Ferdinand Magellan, the Portuguese explorer and sailor, was one of the first to attempt to circumnavigate the world. Unfortunately, for him, this would not happen. After an epic journey across the Atlantic, through Cape Horn (the passage he took was to be named after him, Magellan Straits), and up through the ocean he called the Pacific due to the calm, tranquil waters. He travelled by a fleet of ships, the Trinidad (his boat), the Victoria, the Conception, the San Antonio (all carracks) and the Santiago, a caravel.
He was sailing under the flag of Spain, sponsored by King Charles, although he was Portuguese himself, much to the chagrin of King Manual of Portugal who believed Magellan should be travelling under the Portuguese flag. King Manual did his utmost to stop the circumnavigation by harassing his family and sending a fleet to intercept Magellan.
The journey was fraught with problems. His Spanish crew did not like to be led by a Portuguese Captain, the team and some of the captains tried mutiny, and this led to the San Antonio returning to Spain. Magellan had one of the captains killed and abandoned another at Port San Julian in Patagonia.
Diseases, Scandals and Death
The Santiago was shipwrecked before leaving the Atlantic. The crew would have slept on deck exposed to the wind and the rain and sea spray. Fresh food became a problem. There was no food containing vitamin C, which led to the deaths of many crew members due to scurvy. Food became so scarce that the crew eventually soaked animal hides, used to protect the rigging in seawater for days, to soften them for consumption. Rats were caught and sold for half a ducat. While still travelling around the coast, Magellan claimed to have found a tribe of giants and abducted one who later passed away before reaching his destination.

▸ **PROBLEMS TO WORK ON**
[1] According to the passage about Magellan's voyage, why did Magellan call the ocean the Pacific?
[2] Summarize the passage about Magellan's voyage in two sentences.
[3] Write the next part of the passage about Magellan's voyage, picking up after its final sentence.

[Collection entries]
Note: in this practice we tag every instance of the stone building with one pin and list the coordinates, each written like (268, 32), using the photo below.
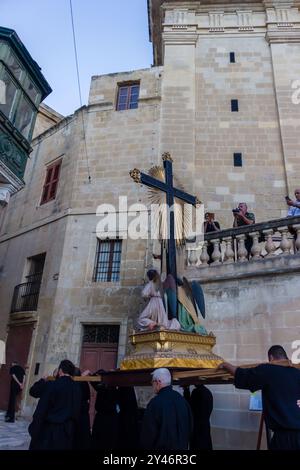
(223, 98)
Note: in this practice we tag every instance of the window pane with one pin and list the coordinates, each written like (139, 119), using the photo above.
(49, 175)
(123, 91)
(53, 190)
(24, 117)
(56, 171)
(134, 105)
(122, 107)
(14, 65)
(32, 91)
(108, 261)
(8, 93)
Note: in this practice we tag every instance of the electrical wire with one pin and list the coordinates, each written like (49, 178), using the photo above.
(79, 90)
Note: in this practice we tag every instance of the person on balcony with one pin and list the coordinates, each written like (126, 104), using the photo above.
(210, 225)
(243, 217)
(294, 206)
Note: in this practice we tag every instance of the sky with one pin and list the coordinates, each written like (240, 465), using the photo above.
(111, 36)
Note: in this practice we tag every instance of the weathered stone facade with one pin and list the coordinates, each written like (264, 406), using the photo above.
(184, 108)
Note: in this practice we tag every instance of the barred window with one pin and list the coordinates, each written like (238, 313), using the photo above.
(128, 96)
(108, 261)
(51, 183)
(101, 334)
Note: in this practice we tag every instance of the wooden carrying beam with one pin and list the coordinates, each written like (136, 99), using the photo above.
(119, 378)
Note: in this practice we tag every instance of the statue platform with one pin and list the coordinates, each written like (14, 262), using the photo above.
(169, 348)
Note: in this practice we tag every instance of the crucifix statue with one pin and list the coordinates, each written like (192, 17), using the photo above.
(171, 193)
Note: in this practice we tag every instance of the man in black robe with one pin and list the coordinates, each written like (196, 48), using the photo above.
(201, 402)
(105, 430)
(57, 413)
(280, 386)
(128, 419)
(17, 374)
(168, 422)
(37, 389)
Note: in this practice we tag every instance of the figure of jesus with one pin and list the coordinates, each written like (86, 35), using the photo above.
(154, 315)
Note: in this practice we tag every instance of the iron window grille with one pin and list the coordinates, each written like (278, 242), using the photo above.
(108, 261)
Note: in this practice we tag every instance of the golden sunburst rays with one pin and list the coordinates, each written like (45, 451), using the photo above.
(159, 211)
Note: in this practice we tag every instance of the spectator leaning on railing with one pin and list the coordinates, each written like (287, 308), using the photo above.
(294, 209)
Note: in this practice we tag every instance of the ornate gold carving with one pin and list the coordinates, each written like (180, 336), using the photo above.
(135, 175)
(166, 156)
(165, 348)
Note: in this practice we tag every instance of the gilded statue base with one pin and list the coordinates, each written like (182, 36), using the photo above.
(167, 348)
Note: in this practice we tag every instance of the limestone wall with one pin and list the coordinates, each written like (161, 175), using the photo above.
(248, 313)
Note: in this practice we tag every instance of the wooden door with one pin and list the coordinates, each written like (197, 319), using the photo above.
(17, 349)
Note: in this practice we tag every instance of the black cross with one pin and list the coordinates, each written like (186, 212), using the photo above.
(171, 194)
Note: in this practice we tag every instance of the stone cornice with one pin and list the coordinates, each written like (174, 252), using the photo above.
(180, 34)
(283, 36)
(186, 10)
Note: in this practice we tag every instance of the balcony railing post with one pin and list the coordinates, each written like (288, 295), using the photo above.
(255, 250)
(229, 253)
(216, 255)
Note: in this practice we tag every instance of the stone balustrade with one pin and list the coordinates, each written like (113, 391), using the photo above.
(280, 237)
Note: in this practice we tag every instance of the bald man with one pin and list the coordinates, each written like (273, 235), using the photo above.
(168, 421)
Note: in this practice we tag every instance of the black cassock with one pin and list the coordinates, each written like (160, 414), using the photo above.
(38, 388)
(167, 423)
(56, 416)
(201, 402)
(105, 427)
(82, 438)
(280, 386)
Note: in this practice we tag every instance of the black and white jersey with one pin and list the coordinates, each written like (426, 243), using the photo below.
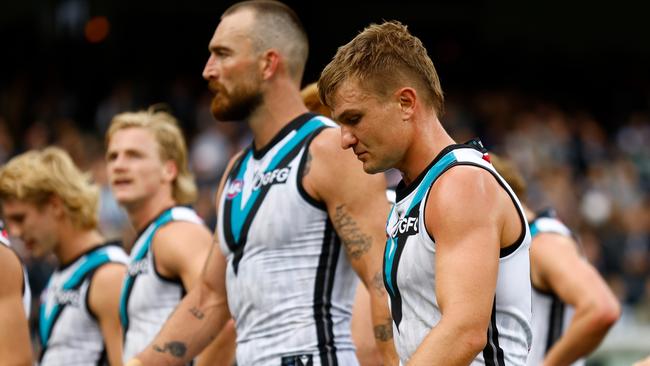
(410, 273)
(551, 316)
(68, 330)
(147, 297)
(290, 285)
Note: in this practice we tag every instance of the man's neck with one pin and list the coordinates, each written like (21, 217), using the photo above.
(142, 213)
(429, 140)
(73, 242)
(280, 107)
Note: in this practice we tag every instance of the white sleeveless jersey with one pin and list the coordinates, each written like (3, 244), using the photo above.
(551, 316)
(147, 297)
(68, 330)
(27, 292)
(290, 285)
(410, 273)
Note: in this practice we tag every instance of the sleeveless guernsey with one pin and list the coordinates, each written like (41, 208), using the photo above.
(68, 330)
(551, 316)
(147, 297)
(410, 273)
(290, 285)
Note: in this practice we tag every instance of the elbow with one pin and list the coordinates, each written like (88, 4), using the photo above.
(608, 314)
(604, 314)
(474, 340)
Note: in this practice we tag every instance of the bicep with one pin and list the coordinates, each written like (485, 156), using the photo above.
(462, 213)
(104, 296)
(557, 263)
(214, 271)
(15, 345)
(357, 207)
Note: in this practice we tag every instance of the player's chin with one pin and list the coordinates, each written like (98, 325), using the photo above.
(371, 167)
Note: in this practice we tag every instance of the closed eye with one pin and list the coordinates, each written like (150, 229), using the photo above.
(350, 120)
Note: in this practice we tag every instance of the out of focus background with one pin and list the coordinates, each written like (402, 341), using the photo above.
(562, 88)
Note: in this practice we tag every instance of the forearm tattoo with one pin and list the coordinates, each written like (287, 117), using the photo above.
(378, 283)
(197, 313)
(174, 348)
(356, 243)
(384, 332)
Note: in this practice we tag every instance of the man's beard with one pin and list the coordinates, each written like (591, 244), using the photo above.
(235, 107)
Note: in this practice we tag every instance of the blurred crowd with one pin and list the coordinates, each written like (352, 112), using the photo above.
(597, 178)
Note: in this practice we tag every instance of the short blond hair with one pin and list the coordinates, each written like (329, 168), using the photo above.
(36, 176)
(171, 146)
(383, 57)
(311, 99)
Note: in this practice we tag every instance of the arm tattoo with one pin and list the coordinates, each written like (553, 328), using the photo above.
(384, 332)
(356, 243)
(197, 313)
(175, 348)
(307, 167)
(378, 283)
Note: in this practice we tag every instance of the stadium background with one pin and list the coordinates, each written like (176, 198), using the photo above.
(562, 87)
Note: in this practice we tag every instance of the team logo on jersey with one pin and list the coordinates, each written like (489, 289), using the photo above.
(66, 297)
(275, 176)
(297, 360)
(138, 267)
(234, 188)
(405, 226)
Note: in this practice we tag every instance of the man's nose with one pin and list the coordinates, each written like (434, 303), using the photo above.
(348, 139)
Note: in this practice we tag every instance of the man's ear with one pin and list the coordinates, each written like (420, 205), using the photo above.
(55, 204)
(269, 63)
(407, 98)
(170, 170)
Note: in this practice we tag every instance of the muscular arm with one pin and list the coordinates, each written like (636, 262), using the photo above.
(15, 346)
(557, 266)
(463, 211)
(104, 302)
(357, 206)
(198, 319)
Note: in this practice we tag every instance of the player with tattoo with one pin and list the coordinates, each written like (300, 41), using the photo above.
(297, 214)
(148, 172)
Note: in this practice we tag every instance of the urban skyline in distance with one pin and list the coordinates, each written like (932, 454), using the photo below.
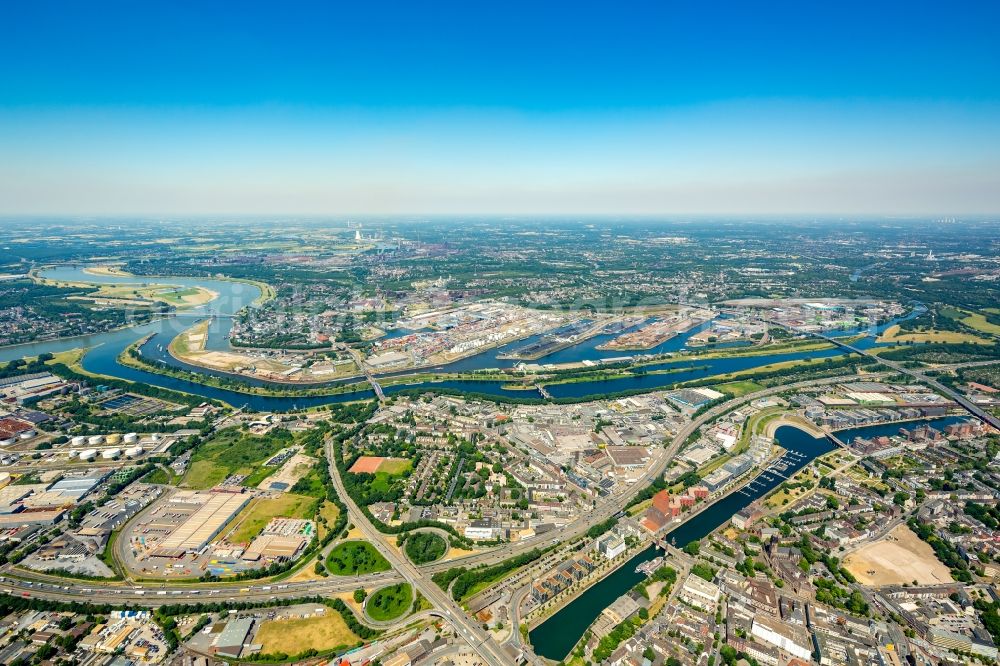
(499, 334)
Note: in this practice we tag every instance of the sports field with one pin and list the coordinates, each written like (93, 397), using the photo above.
(379, 464)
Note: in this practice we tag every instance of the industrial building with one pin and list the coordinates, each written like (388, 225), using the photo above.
(211, 511)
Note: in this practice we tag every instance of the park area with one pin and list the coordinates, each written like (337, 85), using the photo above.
(424, 547)
(353, 558)
(379, 465)
(898, 558)
(389, 602)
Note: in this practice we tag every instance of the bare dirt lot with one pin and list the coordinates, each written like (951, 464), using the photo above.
(900, 557)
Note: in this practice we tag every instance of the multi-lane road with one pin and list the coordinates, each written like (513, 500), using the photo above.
(30, 584)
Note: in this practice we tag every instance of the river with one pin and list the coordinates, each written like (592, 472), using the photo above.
(233, 296)
(555, 637)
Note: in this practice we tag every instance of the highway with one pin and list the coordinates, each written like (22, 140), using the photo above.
(464, 626)
(965, 403)
(23, 583)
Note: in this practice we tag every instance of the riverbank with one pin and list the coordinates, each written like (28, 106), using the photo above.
(132, 357)
(577, 616)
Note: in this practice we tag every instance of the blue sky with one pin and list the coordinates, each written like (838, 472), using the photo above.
(542, 107)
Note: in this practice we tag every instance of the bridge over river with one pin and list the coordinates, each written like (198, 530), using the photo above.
(960, 399)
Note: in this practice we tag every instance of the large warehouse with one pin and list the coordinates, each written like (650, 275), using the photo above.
(210, 514)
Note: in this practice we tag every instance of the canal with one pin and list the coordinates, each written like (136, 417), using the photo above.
(555, 637)
(104, 349)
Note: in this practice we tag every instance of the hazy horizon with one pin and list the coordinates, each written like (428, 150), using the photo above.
(564, 109)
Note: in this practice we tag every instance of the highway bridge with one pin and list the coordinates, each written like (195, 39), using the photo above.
(960, 399)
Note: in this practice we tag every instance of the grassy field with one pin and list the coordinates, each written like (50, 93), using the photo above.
(329, 511)
(740, 388)
(425, 547)
(390, 602)
(893, 334)
(395, 466)
(256, 516)
(295, 635)
(355, 557)
(978, 321)
(230, 452)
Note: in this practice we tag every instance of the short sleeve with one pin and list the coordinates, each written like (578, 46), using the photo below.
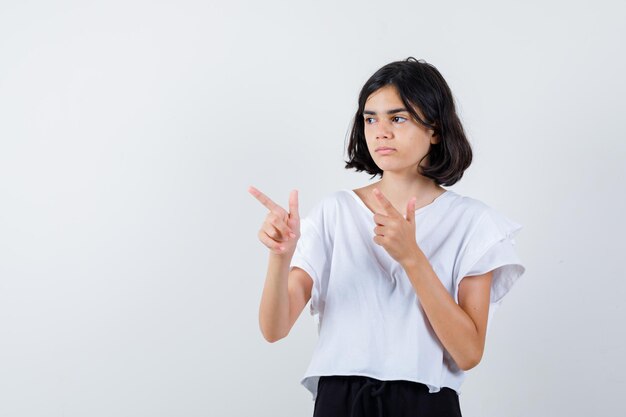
(491, 247)
(312, 254)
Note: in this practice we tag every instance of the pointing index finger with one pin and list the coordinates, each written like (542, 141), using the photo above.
(265, 200)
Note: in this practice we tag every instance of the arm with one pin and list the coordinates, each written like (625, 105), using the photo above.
(462, 327)
(284, 296)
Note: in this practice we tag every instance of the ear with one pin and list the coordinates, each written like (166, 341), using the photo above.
(433, 138)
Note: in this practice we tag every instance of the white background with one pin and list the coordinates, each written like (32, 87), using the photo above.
(130, 269)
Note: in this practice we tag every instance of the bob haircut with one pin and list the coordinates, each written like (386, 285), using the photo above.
(421, 85)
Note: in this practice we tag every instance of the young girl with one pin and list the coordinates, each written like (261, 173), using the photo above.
(403, 275)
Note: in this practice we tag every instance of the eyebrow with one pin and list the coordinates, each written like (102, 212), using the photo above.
(392, 111)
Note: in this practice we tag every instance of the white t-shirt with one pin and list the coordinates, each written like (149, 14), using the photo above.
(369, 318)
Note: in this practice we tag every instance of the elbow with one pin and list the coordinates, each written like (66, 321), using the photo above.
(470, 362)
(272, 337)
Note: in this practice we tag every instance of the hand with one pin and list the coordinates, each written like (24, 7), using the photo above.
(280, 230)
(393, 232)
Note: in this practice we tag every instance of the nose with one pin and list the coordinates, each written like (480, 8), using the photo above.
(383, 130)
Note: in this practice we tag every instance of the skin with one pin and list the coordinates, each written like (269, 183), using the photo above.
(461, 327)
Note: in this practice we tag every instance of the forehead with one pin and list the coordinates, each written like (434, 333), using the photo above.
(384, 96)
(387, 98)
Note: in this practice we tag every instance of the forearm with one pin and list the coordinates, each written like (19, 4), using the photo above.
(452, 325)
(274, 308)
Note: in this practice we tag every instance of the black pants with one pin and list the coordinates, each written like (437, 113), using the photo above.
(351, 396)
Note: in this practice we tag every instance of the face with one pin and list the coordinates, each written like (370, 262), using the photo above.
(389, 124)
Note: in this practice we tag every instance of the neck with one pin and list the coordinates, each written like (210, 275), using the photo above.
(400, 189)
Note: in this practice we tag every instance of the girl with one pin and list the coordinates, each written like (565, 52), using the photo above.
(403, 275)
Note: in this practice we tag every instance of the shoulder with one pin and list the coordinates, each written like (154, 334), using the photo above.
(484, 221)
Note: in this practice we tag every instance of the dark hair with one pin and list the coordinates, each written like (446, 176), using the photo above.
(419, 84)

▸ **YOUR RESPONSES**
[1] He named it for its calm, tranquil waters.

[2] Ferdinand Magellan, a Portuguese explorer sailing under the Spanish flag with King Charles as sponsor, led a fleet of five ships in one of the first attempts to circumnavigate the world, though he himself would not complete it. The journey was plagued by attempted mutiny, efforts by the Portuguese king to stop it, a shipwreck, and scurvy and food shortages so severe that the crew ate softened animal hides and bought caught rats.

[3]
On entering the seas to the west of Chile, they found themselves in the calm Pacific Ocean. As the reason for the journey was to find a route to the East and its spices, Magellan continued for 98 days before coming to the Spice Islands. He desired to spread Christianity to these pagan lands and although achieving great success, some of the peoples he met objected and he proceeded to threaten chiefs who resisted and even burnt down villages. This led to his demise on Mactan Island when he was speared and stabbed to death.
Enrique, the real Circumnavigator
His depleted crew continued with the mission guided by Magellan’s slave who was native to these lands. Magellan had enslaved him, Enrique, on a previous trip to the East via southern Africa, so, after they had loaded the ships with spices and continued, Enrique, became the first person to circumnavigate the world! The Trinidad was attacked by a Portuguese ship and sunk. The fleet was now down to one ship, the Victoria, and captained by Juan Elcano; they successfully arrived back in Spain after three years. Of the 270 crew that left Spain, only 18 returned.